» **WORK REQUEST**
Nothing before the line containing "74L241 61L234 51L199" belongs in the answer; quote that line and all lines after it through the end of the material, word for word.

====

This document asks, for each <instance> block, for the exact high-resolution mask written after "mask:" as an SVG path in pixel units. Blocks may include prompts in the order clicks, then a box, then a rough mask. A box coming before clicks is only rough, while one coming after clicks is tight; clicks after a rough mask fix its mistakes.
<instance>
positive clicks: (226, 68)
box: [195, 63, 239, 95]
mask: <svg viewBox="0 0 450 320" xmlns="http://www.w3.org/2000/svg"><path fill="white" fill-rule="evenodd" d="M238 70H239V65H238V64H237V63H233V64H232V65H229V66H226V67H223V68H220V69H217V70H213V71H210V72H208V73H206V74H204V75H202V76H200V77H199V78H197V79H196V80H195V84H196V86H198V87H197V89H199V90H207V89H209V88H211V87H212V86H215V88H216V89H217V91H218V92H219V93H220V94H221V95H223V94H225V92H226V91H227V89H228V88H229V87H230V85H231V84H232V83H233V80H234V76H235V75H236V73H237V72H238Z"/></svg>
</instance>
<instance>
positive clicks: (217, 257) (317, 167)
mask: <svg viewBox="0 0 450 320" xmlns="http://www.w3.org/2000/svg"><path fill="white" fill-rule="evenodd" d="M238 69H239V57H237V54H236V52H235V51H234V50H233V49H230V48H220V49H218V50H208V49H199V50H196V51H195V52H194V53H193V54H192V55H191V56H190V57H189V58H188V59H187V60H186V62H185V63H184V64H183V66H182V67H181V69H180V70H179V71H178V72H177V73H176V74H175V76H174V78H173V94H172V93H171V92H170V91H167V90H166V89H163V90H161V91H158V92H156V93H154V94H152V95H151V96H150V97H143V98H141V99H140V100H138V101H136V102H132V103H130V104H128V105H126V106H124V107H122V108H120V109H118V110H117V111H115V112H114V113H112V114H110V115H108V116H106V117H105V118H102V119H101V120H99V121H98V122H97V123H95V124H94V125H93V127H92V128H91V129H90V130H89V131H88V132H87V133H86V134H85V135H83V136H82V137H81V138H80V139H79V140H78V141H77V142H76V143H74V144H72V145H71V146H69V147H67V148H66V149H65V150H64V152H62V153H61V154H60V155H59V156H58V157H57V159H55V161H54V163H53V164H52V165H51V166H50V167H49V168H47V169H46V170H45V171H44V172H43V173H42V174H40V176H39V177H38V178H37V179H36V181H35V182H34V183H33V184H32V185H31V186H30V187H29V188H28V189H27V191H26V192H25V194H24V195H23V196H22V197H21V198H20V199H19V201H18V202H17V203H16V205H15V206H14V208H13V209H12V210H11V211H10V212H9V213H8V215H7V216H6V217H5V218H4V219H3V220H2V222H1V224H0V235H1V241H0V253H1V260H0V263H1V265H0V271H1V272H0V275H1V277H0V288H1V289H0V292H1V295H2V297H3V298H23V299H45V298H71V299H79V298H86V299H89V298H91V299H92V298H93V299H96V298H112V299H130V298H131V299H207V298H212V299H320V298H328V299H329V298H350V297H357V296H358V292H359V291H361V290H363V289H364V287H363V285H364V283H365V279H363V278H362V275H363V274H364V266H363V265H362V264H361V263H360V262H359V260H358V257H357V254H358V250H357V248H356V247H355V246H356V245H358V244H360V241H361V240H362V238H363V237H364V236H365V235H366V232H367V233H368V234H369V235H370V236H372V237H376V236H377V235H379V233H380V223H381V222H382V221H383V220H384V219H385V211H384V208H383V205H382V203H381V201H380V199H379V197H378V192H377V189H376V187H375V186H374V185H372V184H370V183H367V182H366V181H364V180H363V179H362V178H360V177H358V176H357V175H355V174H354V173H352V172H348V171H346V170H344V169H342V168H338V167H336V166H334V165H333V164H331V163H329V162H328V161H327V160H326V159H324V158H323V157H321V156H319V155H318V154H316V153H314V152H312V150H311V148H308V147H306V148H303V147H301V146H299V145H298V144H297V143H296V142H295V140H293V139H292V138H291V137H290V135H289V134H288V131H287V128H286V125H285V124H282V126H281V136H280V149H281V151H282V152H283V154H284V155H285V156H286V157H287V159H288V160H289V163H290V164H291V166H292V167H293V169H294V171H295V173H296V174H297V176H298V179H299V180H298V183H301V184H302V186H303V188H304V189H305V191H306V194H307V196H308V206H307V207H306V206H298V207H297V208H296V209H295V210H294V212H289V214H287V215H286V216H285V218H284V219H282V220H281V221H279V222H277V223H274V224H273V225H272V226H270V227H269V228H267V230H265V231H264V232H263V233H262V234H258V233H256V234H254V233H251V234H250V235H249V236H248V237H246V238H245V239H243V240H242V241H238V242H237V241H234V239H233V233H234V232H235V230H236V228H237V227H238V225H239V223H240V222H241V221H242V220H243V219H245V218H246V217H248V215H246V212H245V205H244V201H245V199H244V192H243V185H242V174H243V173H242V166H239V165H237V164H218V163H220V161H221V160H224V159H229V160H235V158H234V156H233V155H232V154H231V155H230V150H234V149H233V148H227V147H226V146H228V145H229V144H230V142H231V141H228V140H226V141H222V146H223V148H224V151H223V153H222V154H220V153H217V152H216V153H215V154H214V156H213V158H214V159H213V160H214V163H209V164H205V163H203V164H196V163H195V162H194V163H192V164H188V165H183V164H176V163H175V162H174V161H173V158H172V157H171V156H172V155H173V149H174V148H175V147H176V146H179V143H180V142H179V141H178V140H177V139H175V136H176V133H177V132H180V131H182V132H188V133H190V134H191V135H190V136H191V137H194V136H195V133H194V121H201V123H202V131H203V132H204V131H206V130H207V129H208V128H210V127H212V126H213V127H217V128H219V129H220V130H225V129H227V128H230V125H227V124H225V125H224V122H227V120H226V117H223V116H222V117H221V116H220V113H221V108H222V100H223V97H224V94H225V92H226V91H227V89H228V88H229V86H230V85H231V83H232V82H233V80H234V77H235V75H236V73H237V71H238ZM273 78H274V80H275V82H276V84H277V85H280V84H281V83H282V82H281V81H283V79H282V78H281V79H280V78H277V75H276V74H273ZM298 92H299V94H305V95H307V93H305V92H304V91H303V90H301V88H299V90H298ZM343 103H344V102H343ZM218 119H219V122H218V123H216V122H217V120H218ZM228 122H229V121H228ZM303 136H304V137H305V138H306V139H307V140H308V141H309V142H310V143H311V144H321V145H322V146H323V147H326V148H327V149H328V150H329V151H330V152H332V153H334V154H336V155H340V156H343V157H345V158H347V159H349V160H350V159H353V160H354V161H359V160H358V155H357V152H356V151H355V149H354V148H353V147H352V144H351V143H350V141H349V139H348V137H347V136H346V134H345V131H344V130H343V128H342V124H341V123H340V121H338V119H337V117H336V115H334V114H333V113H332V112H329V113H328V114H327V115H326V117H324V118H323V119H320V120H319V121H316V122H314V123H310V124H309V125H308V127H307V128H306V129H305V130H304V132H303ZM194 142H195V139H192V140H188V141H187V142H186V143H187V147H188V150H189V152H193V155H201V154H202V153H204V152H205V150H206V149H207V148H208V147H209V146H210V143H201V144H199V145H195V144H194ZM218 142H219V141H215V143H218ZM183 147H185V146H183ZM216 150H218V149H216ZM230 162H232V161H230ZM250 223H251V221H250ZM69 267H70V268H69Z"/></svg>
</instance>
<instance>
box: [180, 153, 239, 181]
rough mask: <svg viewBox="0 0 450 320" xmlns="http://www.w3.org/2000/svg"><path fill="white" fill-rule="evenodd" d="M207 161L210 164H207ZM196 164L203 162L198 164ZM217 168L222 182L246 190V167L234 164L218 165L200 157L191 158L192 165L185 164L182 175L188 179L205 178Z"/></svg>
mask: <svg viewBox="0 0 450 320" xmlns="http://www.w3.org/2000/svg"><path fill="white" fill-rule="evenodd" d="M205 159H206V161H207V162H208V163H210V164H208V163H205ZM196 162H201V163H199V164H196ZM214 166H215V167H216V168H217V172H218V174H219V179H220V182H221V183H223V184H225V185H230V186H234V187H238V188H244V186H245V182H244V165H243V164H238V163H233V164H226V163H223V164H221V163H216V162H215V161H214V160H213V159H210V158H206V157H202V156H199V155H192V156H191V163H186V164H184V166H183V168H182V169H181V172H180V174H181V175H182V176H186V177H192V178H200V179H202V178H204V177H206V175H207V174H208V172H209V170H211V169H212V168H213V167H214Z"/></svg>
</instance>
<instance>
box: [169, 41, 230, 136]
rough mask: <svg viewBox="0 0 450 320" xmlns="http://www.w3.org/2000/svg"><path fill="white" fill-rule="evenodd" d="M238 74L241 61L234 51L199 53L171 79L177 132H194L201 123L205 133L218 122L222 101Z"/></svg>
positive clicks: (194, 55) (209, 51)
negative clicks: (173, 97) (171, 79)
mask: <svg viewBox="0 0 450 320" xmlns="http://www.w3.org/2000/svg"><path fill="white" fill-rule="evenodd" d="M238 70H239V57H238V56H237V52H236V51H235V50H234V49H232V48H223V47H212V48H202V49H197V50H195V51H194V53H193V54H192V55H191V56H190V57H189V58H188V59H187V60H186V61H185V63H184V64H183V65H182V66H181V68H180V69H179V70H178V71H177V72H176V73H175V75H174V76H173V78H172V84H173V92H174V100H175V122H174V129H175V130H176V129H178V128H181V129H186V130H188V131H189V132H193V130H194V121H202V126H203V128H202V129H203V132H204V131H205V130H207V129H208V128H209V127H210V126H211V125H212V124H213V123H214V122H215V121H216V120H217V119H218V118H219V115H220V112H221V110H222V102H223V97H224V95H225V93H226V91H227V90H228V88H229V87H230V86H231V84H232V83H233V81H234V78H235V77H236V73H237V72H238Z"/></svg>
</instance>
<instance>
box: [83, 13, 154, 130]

====

» **ANSWER SPACE**
rough mask: <svg viewBox="0 0 450 320" xmlns="http://www.w3.org/2000/svg"><path fill="white" fill-rule="evenodd" d="M238 74L241 61L234 51L199 53L171 79L177 132H194L201 123L205 133L218 122L222 101Z"/></svg>
positive clicks: (194, 55) (209, 51)
negative clicks: (173, 97) (171, 79)
mask: <svg viewBox="0 0 450 320" xmlns="http://www.w3.org/2000/svg"><path fill="white" fill-rule="evenodd" d="M238 70H239V57H238V56H237V52H236V51H235V50H234V49H232V48H223V47H212V48H202V49H197V50H195V51H194V53H193V54H192V55H191V56H190V57H189V58H188V59H187V60H186V61H185V63H184V64H183V65H182V66H181V68H180V69H179V70H178V71H177V72H176V73H175V75H174V76H173V78H172V84H173V92H174V100H175V122H174V129H175V130H176V129H178V128H181V129H186V130H188V131H189V132H193V130H194V121H202V126H203V128H202V129H203V132H204V131H205V130H207V129H208V128H209V127H210V126H211V125H212V124H213V123H214V122H215V121H216V120H217V119H218V118H219V115H220V112H221V110H222V102H223V97H224V95H225V93H226V91H227V90H228V88H229V87H230V86H231V84H232V83H233V81H234V78H235V77H236V73H237V72H238Z"/></svg>
</instance>
<instance>
box: [83, 13, 154, 130]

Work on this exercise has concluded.